● SOURCE TEXT

6 May, 2014 – 02:55 aprilholloway
A new study published in the journal Proceedings of the National Academy of Sciences, has revealed the discovery of a complex set of geoglyphs constructed by the mysterious Paracas people of Peru. The architectural features, which date back 2,300 years, have been found to be aligned to the sunset during the winter solstice, and are believed to have been created to mark ceremonial mounds and residential sites, according to a new report in Live Science.
The Paracas culture was among the earliest settled civilisations of the Chincha Valley, located 200 kilometres south of Lima, one of the largest and most productive regions of southern coastal Peru. The Paracas civilisation arose around 800 BC, predating the Nazca, which came about in around 100 BC. While the Nazca are famous for their incredible geoglyphs etched into the landscape over an incredible 450 square kilometres, the Paracas are well-known for the large collection of skulls, which showed that at least some of their population had significantly elongated skulls, as depicted in the artistic representation above.

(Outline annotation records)
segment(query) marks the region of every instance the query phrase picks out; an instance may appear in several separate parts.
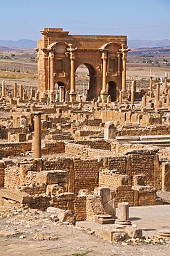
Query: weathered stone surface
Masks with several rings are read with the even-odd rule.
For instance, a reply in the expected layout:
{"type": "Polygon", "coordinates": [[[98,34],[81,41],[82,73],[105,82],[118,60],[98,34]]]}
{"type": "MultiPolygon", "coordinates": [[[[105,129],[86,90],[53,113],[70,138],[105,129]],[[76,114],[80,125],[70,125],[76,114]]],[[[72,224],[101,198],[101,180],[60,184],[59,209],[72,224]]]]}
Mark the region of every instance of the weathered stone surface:
{"type": "Polygon", "coordinates": [[[45,184],[66,183],[68,182],[68,170],[40,172],[37,180],[39,183],[45,184]]]}
{"type": "Polygon", "coordinates": [[[48,207],[47,212],[55,213],[62,222],[68,222],[70,224],[75,225],[75,216],[70,210],[64,210],[55,207],[48,207]]]}
{"type": "Polygon", "coordinates": [[[0,189],[0,196],[16,201],[22,204],[30,203],[32,201],[32,196],[27,193],[6,188],[0,189]]]}

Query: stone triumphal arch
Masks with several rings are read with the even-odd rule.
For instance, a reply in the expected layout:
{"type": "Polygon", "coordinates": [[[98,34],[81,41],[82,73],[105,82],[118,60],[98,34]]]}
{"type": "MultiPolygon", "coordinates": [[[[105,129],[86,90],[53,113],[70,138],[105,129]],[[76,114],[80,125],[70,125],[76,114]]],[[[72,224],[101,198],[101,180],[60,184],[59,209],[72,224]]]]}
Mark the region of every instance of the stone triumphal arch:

● TASK BRIEF
Answer these questions from the article on the Paracas geoglyphs:
(a) In which journal was the new study published?
(b) How far from Lima is the Chincha Valley, and in which direction?
(c) Around when did the Nazca come about?
The records aren't needed for this.

● REPLY TO THE EXERCISE
(a) Proceedings of the National Academy of Sciences
(b) 200 kilometers south of Lima
(c) Around 100 BC